**GIVEN PROBLEM**
Everything from the line with "Could you point at the green grass" to the end of the data should be restated word for word, and nothing before it.

**EXCERPTED DATA**
□ □ □ □ □

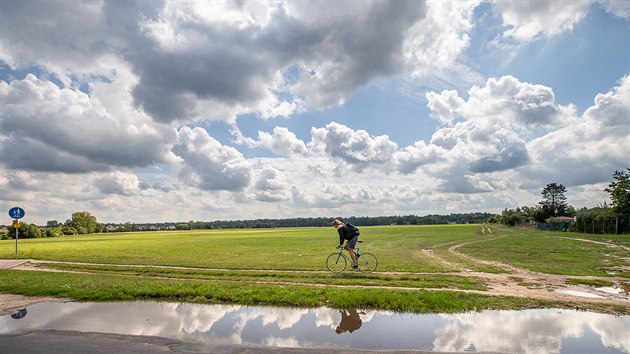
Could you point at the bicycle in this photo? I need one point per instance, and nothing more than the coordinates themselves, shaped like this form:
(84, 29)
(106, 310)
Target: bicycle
(337, 262)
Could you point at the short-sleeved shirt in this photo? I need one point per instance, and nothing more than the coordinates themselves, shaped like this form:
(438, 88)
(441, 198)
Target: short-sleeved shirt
(346, 234)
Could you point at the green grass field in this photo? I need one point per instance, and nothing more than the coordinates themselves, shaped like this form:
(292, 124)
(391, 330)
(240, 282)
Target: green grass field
(287, 266)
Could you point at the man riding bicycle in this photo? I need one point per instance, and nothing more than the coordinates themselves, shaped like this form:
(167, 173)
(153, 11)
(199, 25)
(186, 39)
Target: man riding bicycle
(349, 234)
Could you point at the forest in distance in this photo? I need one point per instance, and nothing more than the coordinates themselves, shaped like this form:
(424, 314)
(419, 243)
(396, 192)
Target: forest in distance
(468, 218)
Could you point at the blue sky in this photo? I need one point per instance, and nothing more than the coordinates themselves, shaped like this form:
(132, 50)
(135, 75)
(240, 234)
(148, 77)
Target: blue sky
(170, 111)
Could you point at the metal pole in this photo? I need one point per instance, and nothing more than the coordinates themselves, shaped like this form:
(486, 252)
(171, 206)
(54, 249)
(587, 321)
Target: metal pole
(16, 237)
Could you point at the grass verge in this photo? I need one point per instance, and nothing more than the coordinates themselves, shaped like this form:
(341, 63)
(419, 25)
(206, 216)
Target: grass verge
(105, 287)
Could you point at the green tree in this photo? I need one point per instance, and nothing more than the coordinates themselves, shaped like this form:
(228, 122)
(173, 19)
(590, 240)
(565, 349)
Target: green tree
(26, 231)
(83, 222)
(554, 201)
(619, 191)
(511, 217)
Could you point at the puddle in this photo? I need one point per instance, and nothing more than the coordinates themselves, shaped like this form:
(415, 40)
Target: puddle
(528, 331)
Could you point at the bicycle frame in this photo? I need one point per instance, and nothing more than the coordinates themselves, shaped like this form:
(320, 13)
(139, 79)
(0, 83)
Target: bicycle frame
(366, 261)
(347, 257)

□ □ □ □ □

**TASK SOLUTION**
Could you point at the green grass field in this photo? I need one point per instance, and nothing more than the coordinates themselves, shaped like this form:
(292, 124)
(391, 330)
(240, 282)
Target: green grass field
(287, 266)
Could you point at the man riding bicycle in this photo? I need one point per instance, and nothing more than the coordinates themselves, shaped like this form:
(167, 173)
(153, 11)
(199, 25)
(186, 39)
Target: man riding bicycle
(349, 234)
Could you point at the forest in distance in this photo? I need one point per instance, and nothing more than the coordinates themselves, shaped like this form:
(424, 314)
(419, 243)
(396, 192)
Target: forest in distance
(468, 218)
Could you point at the blue sky in this photo? I need one point per instance, and nothing more than the coordinates themselves, shaped like this form:
(132, 50)
(135, 75)
(240, 234)
(148, 77)
Target: blue sky
(170, 111)
Could you point at the metal pole in this photo? I need one point per instance, and nothing more than the coordinates themselves, shaped like this form:
(486, 252)
(171, 206)
(54, 249)
(587, 321)
Target: metal pole
(16, 237)
Could you point at the grass verge in this photo? I need one point per instance, and nothing more than the coordinates themselves, shaped like this form:
(341, 63)
(419, 25)
(206, 216)
Target: grass verge
(105, 287)
Could you point at the green tree in this photo? I need one point per instance, and nothing more than the coordinates themselves, shaped like this form:
(228, 122)
(173, 19)
(590, 240)
(565, 349)
Target: green tree
(26, 231)
(83, 222)
(554, 201)
(619, 191)
(511, 217)
Could you point at the puddle in this photo? I need one point per instance, and nothing more than the coordinates themselves, shaped like this form:
(415, 40)
Target: puddle
(528, 331)
Could you point at the bicycle frame in this photo? I need one point per instance, and nothing more than the coordinates themselves, shaped like this form:
(320, 13)
(139, 79)
(0, 83)
Target: bicycle frame
(366, 261)
(347, 257)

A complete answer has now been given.